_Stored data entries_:
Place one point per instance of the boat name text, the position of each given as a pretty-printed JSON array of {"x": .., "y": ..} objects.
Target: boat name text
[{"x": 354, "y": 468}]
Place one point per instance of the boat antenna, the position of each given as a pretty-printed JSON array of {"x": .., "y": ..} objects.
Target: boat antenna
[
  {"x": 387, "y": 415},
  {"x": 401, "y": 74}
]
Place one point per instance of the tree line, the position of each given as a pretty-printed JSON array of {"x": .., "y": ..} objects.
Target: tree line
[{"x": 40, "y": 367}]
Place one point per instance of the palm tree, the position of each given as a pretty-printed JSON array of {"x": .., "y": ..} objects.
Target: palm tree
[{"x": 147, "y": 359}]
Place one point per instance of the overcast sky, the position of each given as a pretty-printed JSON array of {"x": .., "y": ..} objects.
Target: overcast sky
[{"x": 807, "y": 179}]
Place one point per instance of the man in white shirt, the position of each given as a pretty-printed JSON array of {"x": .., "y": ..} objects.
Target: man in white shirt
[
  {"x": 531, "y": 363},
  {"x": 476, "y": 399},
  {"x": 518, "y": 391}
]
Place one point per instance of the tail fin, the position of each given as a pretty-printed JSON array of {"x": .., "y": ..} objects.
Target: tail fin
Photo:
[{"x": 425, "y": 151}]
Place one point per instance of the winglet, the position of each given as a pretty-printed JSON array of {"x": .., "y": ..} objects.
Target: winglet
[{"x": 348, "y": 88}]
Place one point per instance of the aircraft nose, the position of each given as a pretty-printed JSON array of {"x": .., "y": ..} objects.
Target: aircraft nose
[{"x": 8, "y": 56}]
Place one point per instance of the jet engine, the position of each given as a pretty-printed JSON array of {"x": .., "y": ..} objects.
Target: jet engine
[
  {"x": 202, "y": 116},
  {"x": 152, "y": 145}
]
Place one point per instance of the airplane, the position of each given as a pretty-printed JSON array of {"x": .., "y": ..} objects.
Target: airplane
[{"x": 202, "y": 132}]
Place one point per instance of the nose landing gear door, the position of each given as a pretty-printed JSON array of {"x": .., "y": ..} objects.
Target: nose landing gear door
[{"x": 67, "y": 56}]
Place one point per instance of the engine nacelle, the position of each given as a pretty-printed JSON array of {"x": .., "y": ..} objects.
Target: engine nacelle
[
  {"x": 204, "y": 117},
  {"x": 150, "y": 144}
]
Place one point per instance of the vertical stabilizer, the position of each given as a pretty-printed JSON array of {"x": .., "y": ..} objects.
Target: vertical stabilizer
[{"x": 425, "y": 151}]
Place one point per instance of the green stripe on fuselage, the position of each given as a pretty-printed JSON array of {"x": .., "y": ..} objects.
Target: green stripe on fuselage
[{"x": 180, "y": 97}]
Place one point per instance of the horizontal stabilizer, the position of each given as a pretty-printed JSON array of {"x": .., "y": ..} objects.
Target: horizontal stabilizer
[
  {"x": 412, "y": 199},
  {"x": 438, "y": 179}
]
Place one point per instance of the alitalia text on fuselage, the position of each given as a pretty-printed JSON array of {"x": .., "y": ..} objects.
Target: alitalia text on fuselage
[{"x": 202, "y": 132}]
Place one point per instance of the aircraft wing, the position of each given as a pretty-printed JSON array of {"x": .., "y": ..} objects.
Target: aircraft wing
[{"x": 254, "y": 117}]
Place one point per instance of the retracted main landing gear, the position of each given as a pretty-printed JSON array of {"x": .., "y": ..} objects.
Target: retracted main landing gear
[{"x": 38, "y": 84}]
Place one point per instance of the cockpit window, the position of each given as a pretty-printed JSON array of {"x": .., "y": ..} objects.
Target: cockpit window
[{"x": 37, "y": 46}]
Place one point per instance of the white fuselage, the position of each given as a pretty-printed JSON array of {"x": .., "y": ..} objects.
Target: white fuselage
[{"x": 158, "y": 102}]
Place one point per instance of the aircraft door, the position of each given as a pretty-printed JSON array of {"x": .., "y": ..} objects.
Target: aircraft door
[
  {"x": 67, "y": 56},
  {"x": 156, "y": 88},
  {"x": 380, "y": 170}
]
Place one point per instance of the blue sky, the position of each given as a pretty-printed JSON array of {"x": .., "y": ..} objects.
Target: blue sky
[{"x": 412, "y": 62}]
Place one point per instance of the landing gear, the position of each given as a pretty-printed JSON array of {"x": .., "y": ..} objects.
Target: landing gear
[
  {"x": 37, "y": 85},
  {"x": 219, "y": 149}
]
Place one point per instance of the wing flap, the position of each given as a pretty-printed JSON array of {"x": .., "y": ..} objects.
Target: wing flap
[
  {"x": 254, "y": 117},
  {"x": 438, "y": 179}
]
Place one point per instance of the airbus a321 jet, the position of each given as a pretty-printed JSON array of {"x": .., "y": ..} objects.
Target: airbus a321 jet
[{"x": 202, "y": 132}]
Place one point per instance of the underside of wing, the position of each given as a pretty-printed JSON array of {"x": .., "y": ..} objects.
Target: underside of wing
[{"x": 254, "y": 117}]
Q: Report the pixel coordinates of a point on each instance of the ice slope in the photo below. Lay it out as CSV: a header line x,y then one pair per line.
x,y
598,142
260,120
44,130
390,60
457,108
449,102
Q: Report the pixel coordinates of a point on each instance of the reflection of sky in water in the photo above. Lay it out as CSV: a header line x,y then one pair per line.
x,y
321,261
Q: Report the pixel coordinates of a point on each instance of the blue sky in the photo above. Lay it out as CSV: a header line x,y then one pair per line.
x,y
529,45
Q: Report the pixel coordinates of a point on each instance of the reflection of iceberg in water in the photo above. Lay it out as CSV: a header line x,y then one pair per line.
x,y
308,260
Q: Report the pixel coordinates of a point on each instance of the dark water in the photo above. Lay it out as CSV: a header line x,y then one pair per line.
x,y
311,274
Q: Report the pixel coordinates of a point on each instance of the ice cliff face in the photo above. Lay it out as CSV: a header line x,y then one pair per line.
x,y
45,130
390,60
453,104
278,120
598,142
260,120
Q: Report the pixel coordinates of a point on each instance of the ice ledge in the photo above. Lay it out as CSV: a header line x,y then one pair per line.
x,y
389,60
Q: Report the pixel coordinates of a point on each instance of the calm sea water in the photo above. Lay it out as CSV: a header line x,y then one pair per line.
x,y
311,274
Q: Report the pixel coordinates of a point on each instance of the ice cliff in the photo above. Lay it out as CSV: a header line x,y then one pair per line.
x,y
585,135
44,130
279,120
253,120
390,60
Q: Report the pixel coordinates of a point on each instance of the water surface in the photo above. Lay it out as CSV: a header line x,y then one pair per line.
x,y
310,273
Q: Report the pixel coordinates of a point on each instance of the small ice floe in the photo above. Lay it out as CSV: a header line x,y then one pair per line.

_ABOUT THIS TASK_: From the first line of the data above to the line holding "Place one point per instance of the boat antenna, the", reproduce each line exactly; emit no other lines.

_OUTPUT OF THE EXERCISE_:
Place one point per instance of the boat name text, the position of each given as a pretty-printed JSON array of {"x": .., "y": ..} objects.
Target: boat name text
[{"x": 354, "y": 468}]
Place one point per instance of the boat antenna, the position of each given as a pretty-printed JSON array of {"x": .., "y": ..} objects.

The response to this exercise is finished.